# Raw data:
-- Opening Marker --

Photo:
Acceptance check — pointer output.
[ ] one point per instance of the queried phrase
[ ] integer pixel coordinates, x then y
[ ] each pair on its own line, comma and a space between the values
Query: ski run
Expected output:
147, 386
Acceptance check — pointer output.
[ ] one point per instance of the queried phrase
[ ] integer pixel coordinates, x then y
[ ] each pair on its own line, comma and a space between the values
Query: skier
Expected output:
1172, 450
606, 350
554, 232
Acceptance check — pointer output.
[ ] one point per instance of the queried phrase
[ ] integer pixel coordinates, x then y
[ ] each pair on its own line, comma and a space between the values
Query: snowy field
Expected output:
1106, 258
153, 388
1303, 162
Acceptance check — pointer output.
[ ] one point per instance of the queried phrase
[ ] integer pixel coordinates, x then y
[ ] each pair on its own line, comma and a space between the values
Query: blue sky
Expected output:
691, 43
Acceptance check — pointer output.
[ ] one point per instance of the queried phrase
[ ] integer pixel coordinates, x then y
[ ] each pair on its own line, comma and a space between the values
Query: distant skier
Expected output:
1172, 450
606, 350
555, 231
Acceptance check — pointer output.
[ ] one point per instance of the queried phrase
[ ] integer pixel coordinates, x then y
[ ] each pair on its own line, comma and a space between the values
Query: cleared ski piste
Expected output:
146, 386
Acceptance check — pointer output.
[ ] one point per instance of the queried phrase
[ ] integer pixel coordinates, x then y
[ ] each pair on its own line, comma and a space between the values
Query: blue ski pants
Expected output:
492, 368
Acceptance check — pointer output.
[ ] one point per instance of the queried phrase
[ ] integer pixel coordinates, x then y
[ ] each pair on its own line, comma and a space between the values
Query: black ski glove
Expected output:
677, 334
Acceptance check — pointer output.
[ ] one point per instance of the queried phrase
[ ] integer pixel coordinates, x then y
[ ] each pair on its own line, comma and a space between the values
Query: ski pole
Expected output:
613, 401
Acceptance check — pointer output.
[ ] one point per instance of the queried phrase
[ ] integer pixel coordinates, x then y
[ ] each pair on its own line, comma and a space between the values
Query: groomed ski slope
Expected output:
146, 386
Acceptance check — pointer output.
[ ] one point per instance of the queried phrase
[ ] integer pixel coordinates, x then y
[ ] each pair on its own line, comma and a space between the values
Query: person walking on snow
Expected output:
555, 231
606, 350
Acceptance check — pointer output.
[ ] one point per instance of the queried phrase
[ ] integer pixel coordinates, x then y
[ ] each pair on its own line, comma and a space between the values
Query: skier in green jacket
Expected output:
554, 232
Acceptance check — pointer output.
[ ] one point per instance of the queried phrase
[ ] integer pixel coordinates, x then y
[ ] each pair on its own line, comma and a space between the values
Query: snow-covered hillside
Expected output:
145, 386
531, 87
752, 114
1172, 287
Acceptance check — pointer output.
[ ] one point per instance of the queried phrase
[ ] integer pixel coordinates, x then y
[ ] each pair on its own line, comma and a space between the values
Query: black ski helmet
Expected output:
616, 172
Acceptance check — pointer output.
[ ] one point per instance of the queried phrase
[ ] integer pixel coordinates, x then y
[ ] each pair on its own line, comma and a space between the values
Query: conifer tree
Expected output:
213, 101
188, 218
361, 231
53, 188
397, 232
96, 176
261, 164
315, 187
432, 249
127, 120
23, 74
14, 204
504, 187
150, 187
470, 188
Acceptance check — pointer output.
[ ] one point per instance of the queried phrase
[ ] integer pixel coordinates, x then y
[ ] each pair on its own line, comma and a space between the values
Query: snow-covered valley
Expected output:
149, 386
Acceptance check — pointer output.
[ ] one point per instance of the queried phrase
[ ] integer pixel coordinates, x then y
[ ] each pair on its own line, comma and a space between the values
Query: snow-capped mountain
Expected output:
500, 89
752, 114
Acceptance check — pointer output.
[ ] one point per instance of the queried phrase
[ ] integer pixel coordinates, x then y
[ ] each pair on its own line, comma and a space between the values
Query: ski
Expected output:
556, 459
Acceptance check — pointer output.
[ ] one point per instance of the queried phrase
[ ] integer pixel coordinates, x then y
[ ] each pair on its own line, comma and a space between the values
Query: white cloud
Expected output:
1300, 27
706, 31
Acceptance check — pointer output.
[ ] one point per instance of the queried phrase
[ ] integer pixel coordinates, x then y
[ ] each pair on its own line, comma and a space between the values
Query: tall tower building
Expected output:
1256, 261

-- Closing Marker --

In the entries above, locate every line with the word "skier" and copy it.

# Result:
Query: skier
Query: distant skier
Query: skier in green jacket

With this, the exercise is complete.